### Task data
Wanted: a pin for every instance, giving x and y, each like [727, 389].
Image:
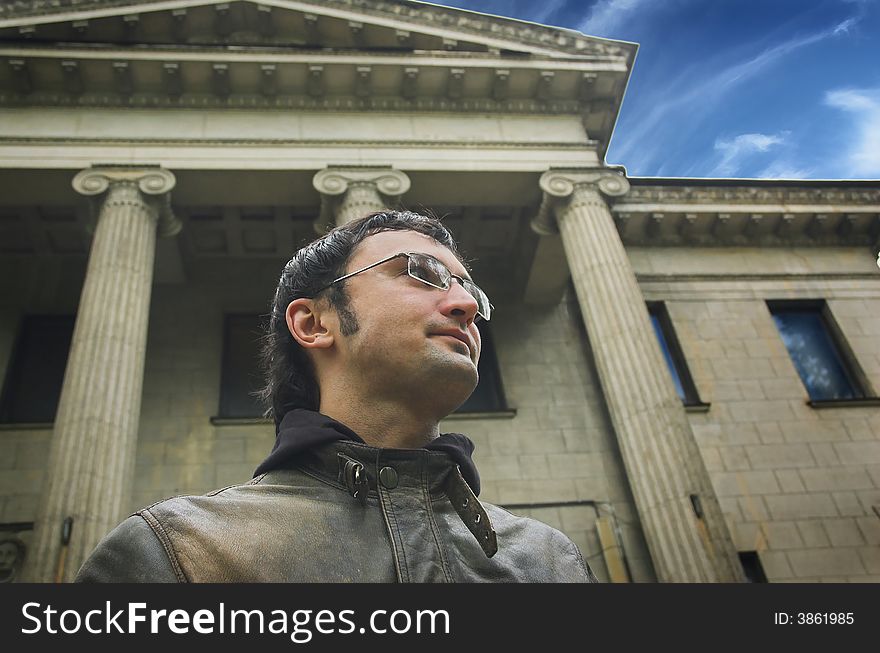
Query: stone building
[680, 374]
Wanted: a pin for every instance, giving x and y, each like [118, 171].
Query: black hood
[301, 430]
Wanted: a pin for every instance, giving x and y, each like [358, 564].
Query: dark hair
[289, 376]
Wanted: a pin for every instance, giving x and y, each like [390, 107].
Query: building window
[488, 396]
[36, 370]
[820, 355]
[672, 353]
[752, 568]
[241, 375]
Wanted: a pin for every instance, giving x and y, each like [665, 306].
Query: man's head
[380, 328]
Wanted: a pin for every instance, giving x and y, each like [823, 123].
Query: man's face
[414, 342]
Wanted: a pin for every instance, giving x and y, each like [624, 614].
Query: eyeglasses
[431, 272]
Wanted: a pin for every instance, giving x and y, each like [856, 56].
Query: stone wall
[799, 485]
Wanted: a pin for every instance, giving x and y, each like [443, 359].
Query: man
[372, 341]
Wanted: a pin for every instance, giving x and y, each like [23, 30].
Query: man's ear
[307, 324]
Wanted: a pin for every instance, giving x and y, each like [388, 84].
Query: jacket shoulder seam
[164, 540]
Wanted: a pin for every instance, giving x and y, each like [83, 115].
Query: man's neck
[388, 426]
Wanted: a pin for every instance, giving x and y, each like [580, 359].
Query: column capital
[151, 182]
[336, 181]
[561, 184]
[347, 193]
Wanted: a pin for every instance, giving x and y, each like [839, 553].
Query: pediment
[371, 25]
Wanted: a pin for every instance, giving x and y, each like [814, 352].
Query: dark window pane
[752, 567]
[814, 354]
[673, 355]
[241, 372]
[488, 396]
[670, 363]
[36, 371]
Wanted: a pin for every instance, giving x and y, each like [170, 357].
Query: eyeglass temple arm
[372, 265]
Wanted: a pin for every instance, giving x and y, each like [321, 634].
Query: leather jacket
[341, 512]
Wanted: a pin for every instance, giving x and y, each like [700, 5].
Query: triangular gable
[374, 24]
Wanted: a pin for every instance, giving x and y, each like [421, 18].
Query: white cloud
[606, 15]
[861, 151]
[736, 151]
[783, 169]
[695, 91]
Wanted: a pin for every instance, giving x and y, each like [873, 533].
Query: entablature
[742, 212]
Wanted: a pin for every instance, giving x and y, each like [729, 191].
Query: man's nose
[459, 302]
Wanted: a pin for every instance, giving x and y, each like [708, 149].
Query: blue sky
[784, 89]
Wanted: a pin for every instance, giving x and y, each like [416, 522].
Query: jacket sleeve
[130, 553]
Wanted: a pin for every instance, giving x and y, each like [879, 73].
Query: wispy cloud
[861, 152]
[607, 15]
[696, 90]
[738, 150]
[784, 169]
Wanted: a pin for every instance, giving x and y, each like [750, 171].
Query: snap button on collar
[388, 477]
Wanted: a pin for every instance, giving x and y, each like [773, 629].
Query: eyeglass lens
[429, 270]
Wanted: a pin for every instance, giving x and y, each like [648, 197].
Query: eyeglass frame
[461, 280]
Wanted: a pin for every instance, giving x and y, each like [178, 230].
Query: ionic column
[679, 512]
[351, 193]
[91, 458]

### Direction
Beginning at the line that holds "like [873, 533].", reproduce each line of the records above down to and including the last one.

### Exercise answer
Wanted: a pin for every instance, giving x and y, each like [873, 533].
Query: entablature
[742, 212]
Wanted: a pin for every instance, giving x and y, each like [729, 191].
Query: man's nose
[459, 302]
Wanted: a pin for every instance, giving x and y, each like [708, 149].
Query: blue sky
[784, 89]
Wanted: a pin for every instance, giving x and y, each like [416, 522].
Query: jacket sleeve
[130, 553]
Wanted: a pin for every instance, giving x and y, each like [879, 73].
Query: wispy cloud
[861, 152]
[607, 15]
[696, 90]
[738, 150]
[784, 169]
Wanted: a pin for every instance, giving x and y, each like [750, 171].
Query: snap button on collar
[388, 477]
Wanted: a pin for every instance, giving x and y, each like [773, 629].
Query: eyeglass lens
[429, 270]
Wanted: a pin for every instance, giving x and y, each like [648, 197].
Query: eyeglass frame
[461, 280]
Wanted: a pin for every instance, giving x and y, each like [178, 230].
Query: ionic column
[679, 512]
[351, 193]
[91, 458]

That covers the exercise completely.